The basis for laughter may have originated in an ancient primate ancestral to both humans and modern apes, a study suggests.
Scientists found that orang-utans had a sense of empathy and mimicry which forms an essential part of laughter.
Facial expressions, such as the open, gaping mouth resembling laughter, were picked up and copied by orang-utans.
The speed with which they were mimicked suggests these expressions were involuntary, Biology Letters reports.
In other words, the "laughter" was contagious.
Dr Marina Davila Ross, from the University of Portsmouth and Professor Elke Zimmermann at the University of Veterinary Medicine in Hanover, Germany, studied the play behaviour of 25 orang-utans aged between two and 12 at four primate centres around the world.
When one of the orang-utans displayed an open, gaping mouth, its playmate would often display the same expression less than half a second later.
Dr Davila Ross commented: "In humans, mimicking behaviour can be voluntary and involuntary. Until our discovery there had been no evidence that animals had similar responses.
"What is clear now is the building blocks of positive emotional contagion and empathy that refer to rapid involuntary facial mimicry in humans evolved prior to humankind."
She added that the findings shed a new light on empathy and its importance for animals which live in groups such as orang-utans.

▶ **DATA SHOWN**:
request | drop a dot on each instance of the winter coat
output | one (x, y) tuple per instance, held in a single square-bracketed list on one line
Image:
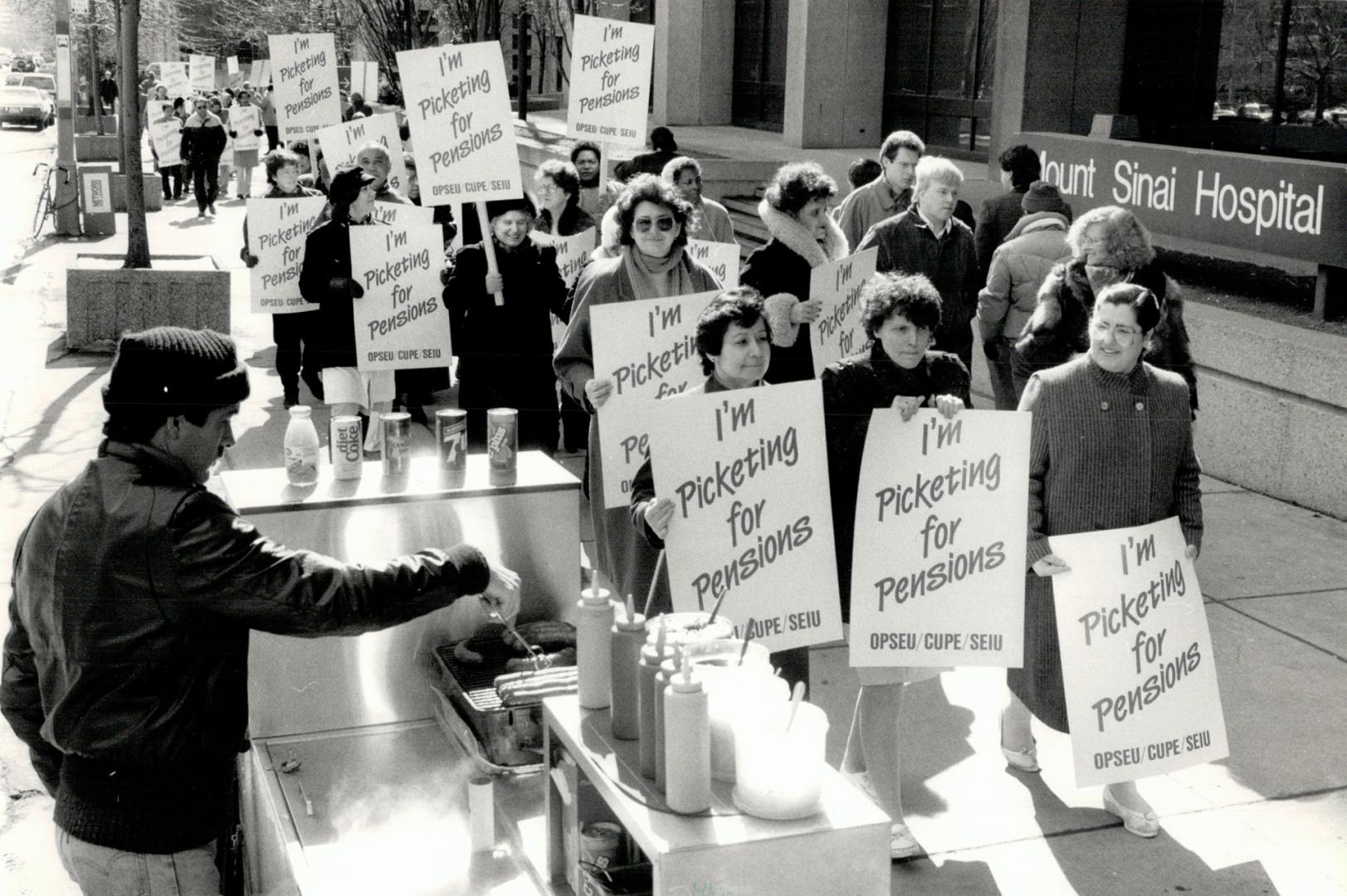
[(1107, 450), (852, 388), (1061, 324), (505, 351), (573, 220), (869, 205), (1018, 267), (780, 271), (203, 140), (125, 666), (907, 246), (620, 552), (325, 280)]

▶ **WORK INSTRUCTION 1**: Rewrite the orang-utan laughter text from "Dr Marina Davila" to "had similar responses.", inclusive, substituting "partner" for "playmate".
▶ **WORK INSTRUCTION 2**: According to the orang-utan laughter text, how many orang-utans had their play behavior studied?
The material above stands apart from the orang-utan laughter text.

▶ **EXERCISE RESULT 1**:
Dr Marina Davila Ross, from the University of Portsmouth and Professor Elke Zimmermann at the University of Veterinary Medicine in Hanover, Germany, studied the play behaviour of 25 orang-utans aged between two and 12 at four primate centres around the world.
When one of the orang-utans displayed an open, gaping mouth, its partner would often display the same expression less than half a second later.
Dr Davila Ross commented: "In humans, mimicking behaviour can be voluntary and involuntary. Until our discovery there had been no evidence that animals had similar responses.

▶ **EXERCISE RESULT 2**: 25